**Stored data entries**
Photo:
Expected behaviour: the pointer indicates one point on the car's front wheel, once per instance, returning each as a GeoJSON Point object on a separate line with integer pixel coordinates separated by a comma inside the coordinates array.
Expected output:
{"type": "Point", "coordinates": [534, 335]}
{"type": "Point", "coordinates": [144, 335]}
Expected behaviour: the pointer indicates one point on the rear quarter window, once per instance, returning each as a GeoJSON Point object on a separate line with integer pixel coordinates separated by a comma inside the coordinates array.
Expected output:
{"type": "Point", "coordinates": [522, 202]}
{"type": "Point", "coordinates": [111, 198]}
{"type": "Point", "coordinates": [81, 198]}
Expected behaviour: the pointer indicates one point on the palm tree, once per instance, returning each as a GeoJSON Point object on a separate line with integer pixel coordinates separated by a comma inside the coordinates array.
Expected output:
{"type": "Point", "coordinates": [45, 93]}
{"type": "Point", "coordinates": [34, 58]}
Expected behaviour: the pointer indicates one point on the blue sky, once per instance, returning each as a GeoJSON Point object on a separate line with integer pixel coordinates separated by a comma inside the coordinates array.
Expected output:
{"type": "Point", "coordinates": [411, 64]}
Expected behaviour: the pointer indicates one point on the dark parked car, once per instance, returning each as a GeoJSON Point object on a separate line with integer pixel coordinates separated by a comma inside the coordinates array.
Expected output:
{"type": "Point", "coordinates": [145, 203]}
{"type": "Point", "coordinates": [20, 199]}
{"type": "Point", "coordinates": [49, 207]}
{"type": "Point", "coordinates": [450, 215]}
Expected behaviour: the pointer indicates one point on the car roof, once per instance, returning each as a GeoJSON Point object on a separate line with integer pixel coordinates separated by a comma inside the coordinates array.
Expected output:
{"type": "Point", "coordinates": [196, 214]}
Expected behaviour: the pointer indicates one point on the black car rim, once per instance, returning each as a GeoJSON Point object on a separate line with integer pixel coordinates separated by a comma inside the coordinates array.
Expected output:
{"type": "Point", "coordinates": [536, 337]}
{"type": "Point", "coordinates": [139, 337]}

**Exercise**
Your task is to restate, word for word, only those lines above that fall between the line holding "Expected behaviour: the pointer indicates one point on the car's" and the line holding "car roof, once", inclusive.

**Answer box**
Expected behaviour: the pointer indicates one point on the car's front wheel, once per instance, returning each as a GeoJSON Point object on a separate line with integer pixel coordinates separated by a comma inside the coordinates array.
Expected output:
{"type": "Point", "coordinates": [534, 335]}
{"type": "Point", "coordinates": [144, 335]}
Expected behaviour: the pointer indicates one point on the rear quarter window, once per instance, returning each as a GeoJSON Point object on a separate line with integer pixel coordinates separated by a comma inside the coordinates array.
Expected output:
{"type": "Point", "coordinates": [522, 202]}
{"type": "Point", "coordinates": [111, 198]}
{"type": "Point", "coordinates": [81, 198]}
Expected behaviour: the pointer indicates one point on the palm tree, once per instance, returning each as a GeoJSON Point object on a separate line with integer pixel coordinates separated by a comma inside the coordinates array.
Expected output:
{"type": "Point", "coordinates": [45, 93]}
{"type": "Point", "coordinates": [34, 58]}
Expected behaviour: the pointer indicates one point on the blue sky, once per instance, returning each as a GeoJSON Point object on a separate line with integer pixel coordinates separated by a comma inside the coordinates array.
Expected output:
{"type": "Point", "coordinates": [411, 64]}
Expected behaviour: the pointer indicates one point on the dark parked car, once per instance, returning each as a GeoJSON Point object on a separate line with integer pixel coordinates separated by a comma inside the coordinates array.
Expected output:
{"type": "Point", "coordinates": [145, 203]}
{"type": "Point", "coordinates": [20, 199]}
{"type": "Point", "coordinates": [49, 207]}
{"type": "Point", "coordinates": [450, 215]}
Expected behaviour: the pointer indicates one point on the car roof, once per instance, returning each as a GeoJSON Point object on a separate line with integer pixel coordinates separated by a comma inside the coordinates array.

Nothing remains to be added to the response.